[begin DATA PROVIDED]

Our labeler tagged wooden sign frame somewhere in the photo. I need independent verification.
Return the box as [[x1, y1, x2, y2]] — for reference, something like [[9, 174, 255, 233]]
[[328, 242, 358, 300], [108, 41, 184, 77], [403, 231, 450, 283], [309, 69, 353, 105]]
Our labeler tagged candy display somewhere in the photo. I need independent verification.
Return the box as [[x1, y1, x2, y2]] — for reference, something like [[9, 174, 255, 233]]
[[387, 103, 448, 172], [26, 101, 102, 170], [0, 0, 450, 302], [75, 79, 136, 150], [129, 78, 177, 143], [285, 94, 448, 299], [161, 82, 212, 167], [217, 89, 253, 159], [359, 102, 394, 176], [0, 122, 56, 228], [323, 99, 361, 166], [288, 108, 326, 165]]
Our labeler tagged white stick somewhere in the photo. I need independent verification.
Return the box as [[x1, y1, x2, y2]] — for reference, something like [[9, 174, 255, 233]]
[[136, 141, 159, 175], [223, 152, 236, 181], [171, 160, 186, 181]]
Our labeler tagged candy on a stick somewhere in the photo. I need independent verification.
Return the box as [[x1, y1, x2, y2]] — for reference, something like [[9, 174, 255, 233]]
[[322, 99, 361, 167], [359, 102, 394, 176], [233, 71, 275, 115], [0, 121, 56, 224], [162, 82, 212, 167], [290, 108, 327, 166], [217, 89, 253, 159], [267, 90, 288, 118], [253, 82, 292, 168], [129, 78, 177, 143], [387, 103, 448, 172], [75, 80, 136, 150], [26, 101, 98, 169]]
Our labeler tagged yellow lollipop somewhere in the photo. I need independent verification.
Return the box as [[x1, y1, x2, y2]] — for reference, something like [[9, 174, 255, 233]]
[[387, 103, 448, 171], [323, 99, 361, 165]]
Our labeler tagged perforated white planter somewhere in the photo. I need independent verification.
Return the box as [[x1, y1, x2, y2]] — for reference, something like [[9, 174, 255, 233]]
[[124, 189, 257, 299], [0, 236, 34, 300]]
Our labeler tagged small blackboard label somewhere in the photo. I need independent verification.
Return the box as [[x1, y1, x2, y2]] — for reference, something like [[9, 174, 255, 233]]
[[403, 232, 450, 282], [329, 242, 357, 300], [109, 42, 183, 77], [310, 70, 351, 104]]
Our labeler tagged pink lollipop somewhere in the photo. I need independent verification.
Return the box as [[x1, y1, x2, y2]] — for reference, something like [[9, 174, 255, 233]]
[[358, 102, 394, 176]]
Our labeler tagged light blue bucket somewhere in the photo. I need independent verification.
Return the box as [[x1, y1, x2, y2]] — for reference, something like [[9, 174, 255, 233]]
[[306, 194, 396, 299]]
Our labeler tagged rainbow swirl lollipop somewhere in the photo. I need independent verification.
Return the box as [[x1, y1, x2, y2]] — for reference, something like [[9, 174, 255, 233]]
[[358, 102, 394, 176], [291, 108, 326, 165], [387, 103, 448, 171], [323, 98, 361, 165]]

[end DATA PROVIDED]

▸ SHORT PROBLEM
Copy out each of the items above word for word, in the same order, without changing anything.

▸ THE SOLUTION
Our labeler tagged wooden sign frame somewhere in the photo. I need independent verification.
Return the box as [[x1, y1, x2, y2]] — for reference, something like [[9, 174, 255, 233]]
[[328, 242, 358, 300], [108, 41, 184, 77], [403, 231, 450, 283], [309, 69, 353, 105]]
Our labeler tagged candy display somewhere in the photo. I need independent verification.
Return the box as [[x1, y1, x2, y2]] — for reference, something like [[9, 174, 255, 233]]
[[387, 103, 448, 172], [26, 101, 102, 170], [0, 0, 450, 302], [75, 79, 136, 150], [129, 78, 177, 143], [285, 94, 448, 299], [161, 82, 212, 167], [217, 89, 253, 159], [359, 102, 394, 176], [0, 122, 56, 228], [323, 99, 361, 166], [288, 108, 326, 165]]
Our labeler tagged white stick somewhere in the photo. I need independent verification.
Return the box as [[x1, y1, x2, y2]] — for reference, something like [[9, 174, 255, 233]]
[[136, 141, 159, 175], [223, 152, 236, 181], [171, 160, 186, 181]]
Our labeler tagged candy on a stick somewhere in the photo. I need independent verification.
Return the box as [[x1, y1, x2, y2]] — for reference, something like [[9, 174, 255, 233]]
[[322, 99, 361, 167], [359, 102, 394, 176], [233, 71, 275, 115], [0, 121, 56, 224], [162, 82, 212, 167], [290, 108, 327, 166], [217, 89, 253, 159], [267, 90, 288, 118], [253, 82, 292, 168], [129, 78, 177, 143], [387, 103, 448, 172], [75, 80, 136, 150], [26, 101, 98, 169]]
Our labeler tagged yellow lollipop somewhere in the photo. I need independent verification.
Return the box as [[x1, y1, x2, y2]] — for reference, something like [[9, 174, 255, 233]]
[[387, 103, 448, 171], [323, 99, 361, 165]]
Our labeler tagged perforated white planter somewhere in the photo. I need independent verification.
Return the box as [[x1, y1, x2, y2]] — for reference, something like [[9, 174, 255, 233]]
[[124, 189, 257, 299], [0, 236, 34, 300]]
Our labeler tagged small blackboard label somewhere in the photo. I need independent verification.
Return the box as [[x1, y1, x2, y2]] — for reference, something like [[9, 174, 255, 233]]
[[403, 232, 450, 282], [329, 242, 357, 300], [109, 42, 183, 77], [310, 70, 351, 104]]
Our labeler tagged pink lollipop somewhere in the photo. I need independent verification.
Return the box as [[x1, y1, x2, y2]] — for reference, something like [[9, 174, 255, 233]]
[[358, 102, 394, 176]]
Our labeler tagged light blue bucket somewhere in the photo. I need independent verification.
Return the box as [[x1, y1, x2, y2]] — for reference, something like [[9, 174, 255, 233]]
[[306, 194, 396, 299]]
Our labeler tagged rainbow swirl lollipop somewhere in the photo. I need independent verification.
Return the box as [[x1, y1, x2, y2]] — for reference, something like [[9, 174, 255, 233]]
[[358, 102, 394, 176], [291, 108, 326, 165], [387, 103, 448, 171], [323, 98, 361, 165]]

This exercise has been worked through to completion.